Could you return every one of the rows below unchanged, line for line, with nothing added or left out?
+++ Data in this exercise +++
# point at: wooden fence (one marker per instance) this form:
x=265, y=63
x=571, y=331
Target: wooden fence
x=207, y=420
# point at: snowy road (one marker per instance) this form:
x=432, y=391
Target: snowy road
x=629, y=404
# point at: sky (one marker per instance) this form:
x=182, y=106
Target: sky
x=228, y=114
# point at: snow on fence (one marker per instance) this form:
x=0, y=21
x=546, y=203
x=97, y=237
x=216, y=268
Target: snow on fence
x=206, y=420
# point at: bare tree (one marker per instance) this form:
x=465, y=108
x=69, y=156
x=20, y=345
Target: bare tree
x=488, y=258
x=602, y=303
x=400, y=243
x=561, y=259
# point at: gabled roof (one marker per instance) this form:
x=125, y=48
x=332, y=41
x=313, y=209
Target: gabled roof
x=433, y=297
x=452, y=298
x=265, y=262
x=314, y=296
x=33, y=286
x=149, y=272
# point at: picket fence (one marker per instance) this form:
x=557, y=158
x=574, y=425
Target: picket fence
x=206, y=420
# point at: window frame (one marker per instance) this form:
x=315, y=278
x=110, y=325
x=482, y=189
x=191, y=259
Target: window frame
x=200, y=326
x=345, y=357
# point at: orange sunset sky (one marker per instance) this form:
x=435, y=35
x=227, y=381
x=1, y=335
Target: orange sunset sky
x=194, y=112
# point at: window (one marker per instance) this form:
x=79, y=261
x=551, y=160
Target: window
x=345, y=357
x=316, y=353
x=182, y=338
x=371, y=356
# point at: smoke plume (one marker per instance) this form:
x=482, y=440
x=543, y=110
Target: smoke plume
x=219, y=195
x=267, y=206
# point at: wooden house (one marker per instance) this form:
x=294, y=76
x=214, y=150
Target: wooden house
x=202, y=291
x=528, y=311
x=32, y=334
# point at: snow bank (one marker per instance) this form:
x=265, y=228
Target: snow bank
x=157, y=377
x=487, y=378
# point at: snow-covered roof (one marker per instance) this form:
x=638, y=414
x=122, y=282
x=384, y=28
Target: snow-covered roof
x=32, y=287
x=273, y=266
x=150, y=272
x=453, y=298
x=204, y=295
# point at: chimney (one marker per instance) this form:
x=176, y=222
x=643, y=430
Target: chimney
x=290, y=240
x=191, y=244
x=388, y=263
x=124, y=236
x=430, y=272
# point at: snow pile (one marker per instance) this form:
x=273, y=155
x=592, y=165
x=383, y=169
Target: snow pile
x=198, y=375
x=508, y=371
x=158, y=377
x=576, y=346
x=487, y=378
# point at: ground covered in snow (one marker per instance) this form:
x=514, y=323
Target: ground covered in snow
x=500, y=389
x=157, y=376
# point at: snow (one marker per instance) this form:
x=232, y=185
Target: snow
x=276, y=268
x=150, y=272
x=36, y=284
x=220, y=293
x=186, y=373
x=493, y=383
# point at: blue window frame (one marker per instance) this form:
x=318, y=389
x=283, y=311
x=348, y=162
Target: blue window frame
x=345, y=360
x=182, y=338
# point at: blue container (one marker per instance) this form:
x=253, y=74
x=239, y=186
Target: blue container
+++
*Result:*
# point at: wooden fence (one marker per instance) this form:
x=265, y=63
x=571, y=331
Target: wooden fence
x=207, y=420
# point at: snowy road (one marker per instance) this form:
x=432, y=391
Target: snowy road
x=629, y=404
# point at: sky (one marker per instance) this form:
x=182, y=106
Target: sky
x=228, y=114
# point at: snow on fence (one marker per instance) this form:
x=0, y=21
x=546, y=203
x=97, y=237
x=216, y=268
Target: snow on fence
x=206, y=420
# point at: bare tree (one marker per instance) this form:
x=465, y=108
x=69, y=156
x=20, y=345
Target: bare tree
x=488, y=258
x=602, y=303
x=400, y=243
x=561, y=259
# point at: gabled roof (one marker per instance) this form:
x=125, y=48
x=332, y=41
x=313, y=209
Target: gabled roof
x=433, y=297
x=452, y=298
x=265, y=262
x=314, y=296
x=33, y=286
x=149, y=272
# point at: picket fence (one marker per instance) this form:
x=557, y=158
x=574, y=425
Target: picket fence
x=206, y=420
# point at: window frame (one marker per instance) this form:
x=315, y=278
x=110, y=325
x=482, y=189
x=191, y=259
Target: window frame
x=200, y=326
x=345, y=357
# point at: orange sunset sky (one marker per instance) this form:
x=435, y=35
x=227, y=381
x=1, y=335
Target: orange sunset sky
x=194, y=112
# point at: window (one marker per instance) this form:
x=79, y=261
x=551, y=160
Target: window
x=345, y=357
x=316, y=353
x=182, y=338
x=371, y=356
# point at: smoke plume (one marker per instance) this form:
x=482, y=440
x=543, y=110
Target: smoke plume
x=219, y=195
x=267, y=206
# point at: wooden house (one marker per instance) this form:
x=294, y=76
x=214, y=150
Target: wooden house
x=202, y=291
x=528, y=311
x=32, y=334
# point at: snow bank (one marker per instance) this form:
x=265, y=228
Target: snow bank
x=157, y=377
x=487, y=378
# point at: snow-covered roof (one marker per instance) this form:
x=638, y=414
x=122, y=282
x=384, y=28
Target: snow-covered roof
x=32, y=287
x=273, y=266
x=150, y=272
x=453, y=298
x=204, y=295
# point at: chimney (one marker per instance) this form:
x=176, y=222
x=643, y=430
Target: chimney
x=290, y=240
x=191, y=244
x=388, y=263
x=124, y=236
x=430, y=272
# point at: snow pile (one marker per instance) this form:
x=273, y=155
x=592, y=165
x=383, y=169
Target: snow pile
x=198, y=375
x=508, y=371
x=158, y=377
x=576, y=346
x=487, y=378
# point at: ground covered in snow (one marker per instance) this form:
x=514, y=323
Target: ground covered in snow
x=500, y=389
x=157, y=376
# point at: snow (one marker per instance) this form:
x=232, y=185
Target: snow
x=276, y=268
x=150, y=272
x=36, y=284
x=220, y=293
x=186, y=373
x=493, y=383
# point at: blue window frame (one marker per instance) this form:
x=318, y=389
x=283, y=311
x=348, y=162
Target: blue window frame
x=345, y=360
x=182, y=338
# point at: blue container (one marker per instance) this form:
x=253, y=74
x=239, y=186
Target: blue container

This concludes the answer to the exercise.